◆ **PEDIDO**: Pode citar, palavra por palavra, o trecho da entrevista sobre a terra que vai de "O mercado imobiliário" a "casa como garantia."?

====== TRECHO ======

O novo livro de Mike Bird, The Land Trap: A New History of the World’s Oldest Asset, revela as características únicas da terra e seu papel essencial na história política. Nele, ele explica como tantos países caíram na "armadilha da terra", uma situação em que tanto o aumento quanto a diminuição do valor da terra podem ter impactos econômicos devastadores.
Bird conversou com a Jacobin sobre o pernicioso entrelaçamento entre terra e finanças, a expropriação em massa de proprietários de terras em Singapura e o legado esquecido do populista anti-latifundiário, Henry George.
Daniel Cheng
O que diferencia a terra de outros tipos de ativos?
Mike Bird
Há três fatores que tornam a terra um tipo de ativo muito singular. O primeiro é que é muito difícil produzir mais dela. Em termos gerais, a oferta é praticamente fixa. A maioria dos lugares não tem mais terra do que tinha há mil anos. Isso não mudou, apesar do valor ter aumentado significativamente. Quando os investidores têm grande interesse em um determinado ativo, as pessoas tendem a produzir mais desses ativos. Quando os clientes querem mais produtos, as pessoas os fornecem. Mas, no caso da terra, é extremamente difícil aumentar a oferta.
Em segundo lugar, ela não pode ser movida. Está fixada no local, o que significa que existem disparidades extraordinárias entre os terrenos. O preço da terra é baseado na atividade econômica ao seu redor. Você não pode simplesmente transferir um terreno em Montana para Nova York e se beneficiar disso.
Em terceiro lugar, ela é incrivelmente duradoura, essencialmente permanente. Não há depreciação, nem no sentido contábil, nem no sentido real. Ela não se deteriora. Você pode possuí-la e transmiti-la por gerações. O valor econômico da terra, com base no que acontece ao seu redor, pode mudar. Mas nada se deteriora de fato, o que a torna extraordinariamente útil para herança ou para empréstimos como garantia. É isso que a torna duradoura em todos os sentidos, seja por meio do sistema financeiro ou como reserva de valor.
Como a Terra Impulsiona as Finanças
Daniel Cheng
Qual é a relação especial entre terra e finanças?
Mike Bird
A relação vem daquele terceiro fator — o fato de a terra ser extraordinariamente duradoura. Se você é um credor de qualquer tipo, a terra é um excelente ativo para usar como garantia. Se você é um devedor, é um ótimo ativo para usar como garantia. Posso morar em uma propriedade em um terreno e obter enormes volumes de crédito usando-o como garantia, então não perco a capacidade de usá-lo. Como credor, também não posso simplesmente fugir com a terra. Ninguém pode roubar a terra de você. Ninguém pode furtá-la. Ela está lá e, contanto que haja algum tipo de regime de direitos de propriedade, você poderá reavê-la e vendê-la se algo der errado.
Não se pode dizer que pessoas com bilhões de dólares em riqueza fundiária criaram um negócio interessante ou foram pioneiras em alguma coisa.
O mercado imobiliário é, de longe, a maneira mais fácil de expandir o crédito, e vimos ao longo do século XX uma mudança em que os bancos se tornaram muito mais focados em hipotecas, porque muito mais pessoas possuem terras. Se alguém precisa de um pouco de dinheiro, faz um empréstimo usando sua casa como garantia.

====== REGISTROS FORNECIDOS ======

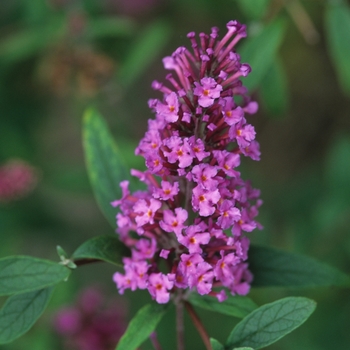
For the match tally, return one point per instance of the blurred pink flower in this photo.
(92, 323)
(17, 179)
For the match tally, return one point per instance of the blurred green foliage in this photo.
(59, 56)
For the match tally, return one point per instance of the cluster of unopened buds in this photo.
(17, 179)
(185, 230)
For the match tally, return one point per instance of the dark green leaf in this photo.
(109, 26)
(216, 345)
(337, 170)
(29, 42)
(274, 90)
(254, 9)
(141, 326)
(147, 47)
(20, 312)
(236, 306)
(20, 274)
(338, 28)
(107, 248)
(272, 267)
(104, 163)
(271, 322)
(260, 52)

======

◆ **EXERCÍCIO RESOLVIDO**:
O mercado imobiliário é, de longe, a maneira mais fácil de expandir o crédito, e vimos ao longo do século XX uma mudança em que os bancos se tornaram muito mais focados em hipotecas, porque muito mais pessoas possuem terras. Se alguém precisa de um pouco de dinheiro, faz um empréstimo usando sua casa como garantia.